Instructions to follow: Can you lay out the listing below as a Markdown table with the columns "Row" and "Text", numbering each line in "Row" and putting the line itself in "Text"? Include the whole listing, skip blank lines, and leave the pictures out of the answer.

Exercise inputs:
>>
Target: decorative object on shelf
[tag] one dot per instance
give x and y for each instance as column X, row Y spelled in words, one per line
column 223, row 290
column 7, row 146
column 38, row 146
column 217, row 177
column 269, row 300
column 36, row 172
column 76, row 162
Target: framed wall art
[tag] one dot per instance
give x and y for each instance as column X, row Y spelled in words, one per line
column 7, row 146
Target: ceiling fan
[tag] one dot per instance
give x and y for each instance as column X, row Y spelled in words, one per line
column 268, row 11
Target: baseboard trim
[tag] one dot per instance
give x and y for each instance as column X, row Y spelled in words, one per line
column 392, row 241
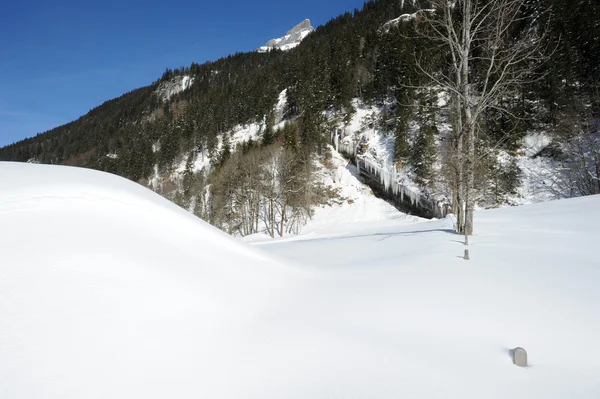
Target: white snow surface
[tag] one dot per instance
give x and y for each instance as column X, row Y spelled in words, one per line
column 292, row 38
column 108, row 290
column 168, row 89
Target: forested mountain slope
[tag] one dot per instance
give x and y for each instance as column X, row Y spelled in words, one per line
column 178, row 135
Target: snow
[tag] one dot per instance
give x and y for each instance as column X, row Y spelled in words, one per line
column 178, row 84
column 108, row 290
column 291, row 39
column 541, row 178
column 434, row 325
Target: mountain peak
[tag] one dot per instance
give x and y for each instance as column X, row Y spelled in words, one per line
column 291, row 39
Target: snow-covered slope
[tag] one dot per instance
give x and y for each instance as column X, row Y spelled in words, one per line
column 168, row 89
column 291, row 39
column 108, row 290
column 434, row 325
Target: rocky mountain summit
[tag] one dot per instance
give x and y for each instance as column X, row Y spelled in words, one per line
column 291, row 39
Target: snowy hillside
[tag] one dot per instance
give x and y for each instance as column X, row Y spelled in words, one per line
column 174, row 86
column 291, row 39
column 109, row 290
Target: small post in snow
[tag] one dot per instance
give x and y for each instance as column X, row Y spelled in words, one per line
column 519, row 357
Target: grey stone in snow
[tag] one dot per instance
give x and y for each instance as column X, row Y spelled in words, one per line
column 519, row 357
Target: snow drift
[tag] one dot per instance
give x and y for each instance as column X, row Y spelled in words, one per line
column 108, row 290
<<
Solved problem:
| Row | Text |
|---|---|
| 1 | Target: decorative object on shelf |
| 2 | [tag] one dot per instance |
| 3 | give x and y for each instance as column X, row Y spelled in words, one per line |
| 4 | column 223, row 290 |
| 5 | column 7, row 146 |
| 6 | column 38, row 146 |
| 7 | column 217, row 177 |
| 8 | column 269, row 300 |
| 9 | column 36, row 172 |
| 10 | column 76, row 162 |
| 11 | Target: framed wall art |
| 12 | [tag] one dot per instance |
| 13 | give x and y for each instance as column X, row Y spelled in words, one per line |
| 14 | column 7, row 146 |
| 15 | Target: ceiling fan |
| 16 | [tag] one dot per instance |
| 17 | give x and y for each instance as column X, row Y spelled in words, one per line |
| 18 | column 268, row 11 |
| 19 | Target: baseboard trim |
| 20 | [tag] one dot per instance |
| 21 | give x and y for each instance as column X, row Y spelled in words, one per line |
| 22 | column 392, row 241 |
| 23 | Target: white snow surface |
| 24 | [tag] one dot per instance |
| 25 | give x and y for each instance as column X, row Y spelled in words, one per line |
| 26 | column 292, row 38 |
| 27 | column 108, row 290 |
| 28 | column 168, row 89 |
| 29 | Target: forested mountain slope |
| 30 | [tag] one dot per instance |
| 31 | give x and y for each instance as column X, row Y spelled in words, one per line |
| 32 | column 178, row 135 |
| 33 | Target: snow |
| 34 | [tag] one dot per instance |
| 35 | give x and y for each instance as column X, row Y spelled in words, one per line |
| 36 | column 178, row 84 |
| 37 | column 108, row 290 |
| 38 | column 291, row 39 |
| 39 | column 541, row 178 |
| 40 | column 434, row 325 |
| 41 | Target: mountain peak |
| 42 | [tag] one dot per instance |
| 43 | give x and y for each instance as column X, row Y spelled in words, one per line |
| 44 | column 291, row 39 |
| 45 | Target: snow-covered slope |
| 46 | [tag] one dot per instance |
| 47 | give x and y for each instance as column X, row Y spelled in words, one per line |
| 48 | column 168, row 89 |
| 49 | column 291, row 39 |
| 50 | column 108, row 290 |
| 51 | column 434, row 325 |
| 52 | Target: rocky mountain summit |
| 53 | [tag] one dot per instance |
| 54 | give x and y for each instance as column X, row Y spelled in words, one per line |
| 55 | column 291, row 39 |
| 56 | Target: snowy hillside |
| 57 | [tag] one dot per instance |
| 58 | give x and y for each instance as column X, row Y spelled in words, one per line |
| 59 | column 174, row 86 |
| 60 | column 291, row 39 |
| 61 | column 109, row 290 |
| 62 | Target: small post in snow |
| 63 | [tag] one dot per instance |
| 64 | give x and y for each instance as column X, row Y spelled in words, one per line |
| 65 | column 519, row 357 |
| 66 | Target: grey stone in snow |
| 67 | [tag] one dot per instance |
| 68 | give x and y for each instance as column X, row Y spelled in words, one per line |
| 69 | column 519, row 357 |
| 70 | Target: snow drift |
| 71 | [tag] one dot per instance |
| 72 | give x and y for each instance as column X, row Y spelled in words, one per line |
| 73 | column 108, row 290 |